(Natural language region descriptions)
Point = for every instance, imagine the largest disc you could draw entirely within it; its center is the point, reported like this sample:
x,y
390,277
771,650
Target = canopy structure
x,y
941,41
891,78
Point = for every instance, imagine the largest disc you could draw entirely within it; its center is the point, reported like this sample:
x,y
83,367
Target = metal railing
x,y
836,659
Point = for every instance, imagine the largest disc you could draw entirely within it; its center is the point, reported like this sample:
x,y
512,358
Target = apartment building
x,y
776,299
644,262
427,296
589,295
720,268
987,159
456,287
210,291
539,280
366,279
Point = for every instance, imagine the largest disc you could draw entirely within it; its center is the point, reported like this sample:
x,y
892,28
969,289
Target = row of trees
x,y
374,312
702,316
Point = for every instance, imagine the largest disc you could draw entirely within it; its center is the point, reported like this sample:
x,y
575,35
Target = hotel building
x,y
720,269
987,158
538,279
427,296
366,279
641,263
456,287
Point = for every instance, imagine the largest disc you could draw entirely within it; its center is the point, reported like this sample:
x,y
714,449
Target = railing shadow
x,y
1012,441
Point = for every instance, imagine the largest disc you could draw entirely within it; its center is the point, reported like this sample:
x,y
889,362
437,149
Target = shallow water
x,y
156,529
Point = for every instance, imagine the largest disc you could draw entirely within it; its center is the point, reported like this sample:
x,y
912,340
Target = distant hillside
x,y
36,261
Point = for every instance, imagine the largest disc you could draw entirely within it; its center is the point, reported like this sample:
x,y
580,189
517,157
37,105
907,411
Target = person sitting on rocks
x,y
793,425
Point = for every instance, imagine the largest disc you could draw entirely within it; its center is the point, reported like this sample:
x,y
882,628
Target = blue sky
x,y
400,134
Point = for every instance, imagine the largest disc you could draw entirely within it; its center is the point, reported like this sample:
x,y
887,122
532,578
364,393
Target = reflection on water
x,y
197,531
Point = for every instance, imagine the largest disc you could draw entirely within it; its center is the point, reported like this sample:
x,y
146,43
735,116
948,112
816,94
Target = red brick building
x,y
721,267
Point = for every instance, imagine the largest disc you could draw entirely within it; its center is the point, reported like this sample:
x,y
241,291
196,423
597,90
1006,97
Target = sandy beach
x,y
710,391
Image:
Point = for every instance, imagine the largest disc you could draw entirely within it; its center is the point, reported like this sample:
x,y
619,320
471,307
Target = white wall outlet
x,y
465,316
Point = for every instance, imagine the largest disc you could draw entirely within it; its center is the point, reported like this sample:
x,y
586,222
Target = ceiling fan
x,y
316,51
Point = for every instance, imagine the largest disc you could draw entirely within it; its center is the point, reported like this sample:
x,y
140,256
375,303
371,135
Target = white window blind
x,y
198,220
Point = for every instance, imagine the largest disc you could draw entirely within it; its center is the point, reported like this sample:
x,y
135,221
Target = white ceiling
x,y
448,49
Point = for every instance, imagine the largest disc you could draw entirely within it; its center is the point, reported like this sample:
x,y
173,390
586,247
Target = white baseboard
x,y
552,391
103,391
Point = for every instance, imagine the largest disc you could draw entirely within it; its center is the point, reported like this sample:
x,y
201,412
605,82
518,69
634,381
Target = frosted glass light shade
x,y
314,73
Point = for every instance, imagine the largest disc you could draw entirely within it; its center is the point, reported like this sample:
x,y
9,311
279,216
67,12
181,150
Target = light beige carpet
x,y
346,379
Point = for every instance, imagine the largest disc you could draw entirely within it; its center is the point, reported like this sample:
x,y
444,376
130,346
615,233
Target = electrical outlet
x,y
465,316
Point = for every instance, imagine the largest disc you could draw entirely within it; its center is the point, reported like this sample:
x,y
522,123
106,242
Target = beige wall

What you have to do ::
Please copy exactly, and only, the lines from the line containing "Target = frosted glass light shade" through the last line of the records, with both ends included.

Task response ::
Target = frosted glass light shade
x,y
314,73
Point = for every instance, imagine the largest disc you could draw entirely within it; its center is the point, reported like this sample:
x,y
9,311
279,216
67,12
181,150
Target = light beige carpet
x,y
346,379
Point = for every instance, imagine the largest disc you could draw entirely within it; its center is the point, reported like this sample:
x,y
444,376
130,346
615,233
Target = electrical outlet
x,y
465,316
Point = for every instance, imagine the largest disc you could draw entirely within it; its center is the point, reported like this sample:
x,y
522,123
106,242
Target = beige wall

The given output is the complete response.